## Start

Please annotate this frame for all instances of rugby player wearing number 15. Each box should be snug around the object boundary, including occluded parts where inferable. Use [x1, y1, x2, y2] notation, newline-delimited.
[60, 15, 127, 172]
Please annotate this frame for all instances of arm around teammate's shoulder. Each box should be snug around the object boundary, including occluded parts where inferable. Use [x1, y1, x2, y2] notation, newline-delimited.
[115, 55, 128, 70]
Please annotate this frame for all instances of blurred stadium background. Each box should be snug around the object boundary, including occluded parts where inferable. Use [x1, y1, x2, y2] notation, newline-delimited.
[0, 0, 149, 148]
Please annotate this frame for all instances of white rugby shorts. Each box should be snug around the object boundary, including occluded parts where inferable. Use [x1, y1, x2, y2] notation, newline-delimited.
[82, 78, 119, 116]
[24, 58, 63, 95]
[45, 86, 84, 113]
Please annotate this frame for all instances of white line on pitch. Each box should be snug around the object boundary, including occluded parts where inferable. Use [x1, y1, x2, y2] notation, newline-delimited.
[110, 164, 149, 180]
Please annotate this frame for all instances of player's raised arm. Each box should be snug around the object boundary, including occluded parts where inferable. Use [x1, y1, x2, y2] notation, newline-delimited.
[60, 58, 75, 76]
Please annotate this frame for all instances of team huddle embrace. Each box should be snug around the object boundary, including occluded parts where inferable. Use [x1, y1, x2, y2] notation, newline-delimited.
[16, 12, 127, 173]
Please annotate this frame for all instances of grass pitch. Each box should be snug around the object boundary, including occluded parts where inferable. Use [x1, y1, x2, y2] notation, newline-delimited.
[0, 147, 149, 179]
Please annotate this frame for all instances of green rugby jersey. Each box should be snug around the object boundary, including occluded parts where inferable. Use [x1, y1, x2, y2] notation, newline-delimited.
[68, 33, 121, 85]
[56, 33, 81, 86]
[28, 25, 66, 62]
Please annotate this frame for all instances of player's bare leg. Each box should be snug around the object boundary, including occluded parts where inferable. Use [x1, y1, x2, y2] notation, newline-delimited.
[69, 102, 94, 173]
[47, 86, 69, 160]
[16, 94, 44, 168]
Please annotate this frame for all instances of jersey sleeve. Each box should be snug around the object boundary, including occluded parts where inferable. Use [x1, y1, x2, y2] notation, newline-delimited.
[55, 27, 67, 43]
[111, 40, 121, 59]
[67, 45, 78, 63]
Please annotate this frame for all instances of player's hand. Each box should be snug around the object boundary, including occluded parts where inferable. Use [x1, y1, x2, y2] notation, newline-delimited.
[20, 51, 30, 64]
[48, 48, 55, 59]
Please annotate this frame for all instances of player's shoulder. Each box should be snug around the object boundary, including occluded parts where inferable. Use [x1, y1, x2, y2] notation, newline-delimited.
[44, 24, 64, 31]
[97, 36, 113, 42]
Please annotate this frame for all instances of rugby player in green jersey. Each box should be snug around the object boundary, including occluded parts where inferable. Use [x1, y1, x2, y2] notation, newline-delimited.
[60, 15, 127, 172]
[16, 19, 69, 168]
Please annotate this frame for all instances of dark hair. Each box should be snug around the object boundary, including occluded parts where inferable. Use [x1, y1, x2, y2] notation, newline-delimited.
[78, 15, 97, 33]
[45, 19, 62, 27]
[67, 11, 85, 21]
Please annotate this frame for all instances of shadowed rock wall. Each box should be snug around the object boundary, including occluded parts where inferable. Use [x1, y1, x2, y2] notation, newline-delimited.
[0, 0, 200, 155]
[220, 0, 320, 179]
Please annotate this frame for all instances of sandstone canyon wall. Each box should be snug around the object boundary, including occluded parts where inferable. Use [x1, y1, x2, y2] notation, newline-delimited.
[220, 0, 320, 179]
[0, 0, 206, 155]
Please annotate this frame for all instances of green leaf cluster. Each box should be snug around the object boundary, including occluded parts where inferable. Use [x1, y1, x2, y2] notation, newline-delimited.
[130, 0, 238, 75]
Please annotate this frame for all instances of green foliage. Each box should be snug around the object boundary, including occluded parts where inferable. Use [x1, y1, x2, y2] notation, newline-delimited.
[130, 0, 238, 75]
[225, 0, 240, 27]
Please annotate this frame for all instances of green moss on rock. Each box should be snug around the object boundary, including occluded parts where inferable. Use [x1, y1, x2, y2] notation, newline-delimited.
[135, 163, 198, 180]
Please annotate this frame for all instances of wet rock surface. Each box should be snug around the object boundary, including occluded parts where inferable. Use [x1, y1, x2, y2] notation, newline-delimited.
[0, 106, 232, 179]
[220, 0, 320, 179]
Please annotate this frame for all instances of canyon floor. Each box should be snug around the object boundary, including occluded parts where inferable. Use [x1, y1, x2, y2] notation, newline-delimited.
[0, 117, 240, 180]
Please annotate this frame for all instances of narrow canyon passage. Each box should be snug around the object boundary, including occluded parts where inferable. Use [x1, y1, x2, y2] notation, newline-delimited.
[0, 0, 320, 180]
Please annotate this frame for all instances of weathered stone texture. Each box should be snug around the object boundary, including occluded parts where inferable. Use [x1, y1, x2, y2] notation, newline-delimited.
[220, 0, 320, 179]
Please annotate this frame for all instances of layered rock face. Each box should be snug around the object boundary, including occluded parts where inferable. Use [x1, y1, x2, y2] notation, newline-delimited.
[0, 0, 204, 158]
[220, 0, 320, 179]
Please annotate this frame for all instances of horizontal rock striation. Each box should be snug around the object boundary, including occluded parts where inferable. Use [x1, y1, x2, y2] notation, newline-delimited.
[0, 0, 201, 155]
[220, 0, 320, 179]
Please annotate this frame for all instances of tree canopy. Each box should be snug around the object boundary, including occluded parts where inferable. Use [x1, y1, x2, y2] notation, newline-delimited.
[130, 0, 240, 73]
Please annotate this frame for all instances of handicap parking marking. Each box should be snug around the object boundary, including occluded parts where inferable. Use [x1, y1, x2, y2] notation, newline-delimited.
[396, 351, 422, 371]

## End

● **Set task**
Starting at the line that contains "Please annotate this frame for all instances of jersey" and ending with the line that contains "[67, 45, 78, 63]", write those lines out again, switching "jersey sleeve" to "shirt sleeve" and leaving everything else unchanged.

● **The response**
Please annotate this frame for all instances of shirt sleeve. Each box should be snug around the object boundary, including occluded parts where inferable. Use [x1, y1, x2, y2] notation, newline-delimited.
[55, 27, 67, 43]
[111, 40, 121, 59]
[67, 45, 78, 63]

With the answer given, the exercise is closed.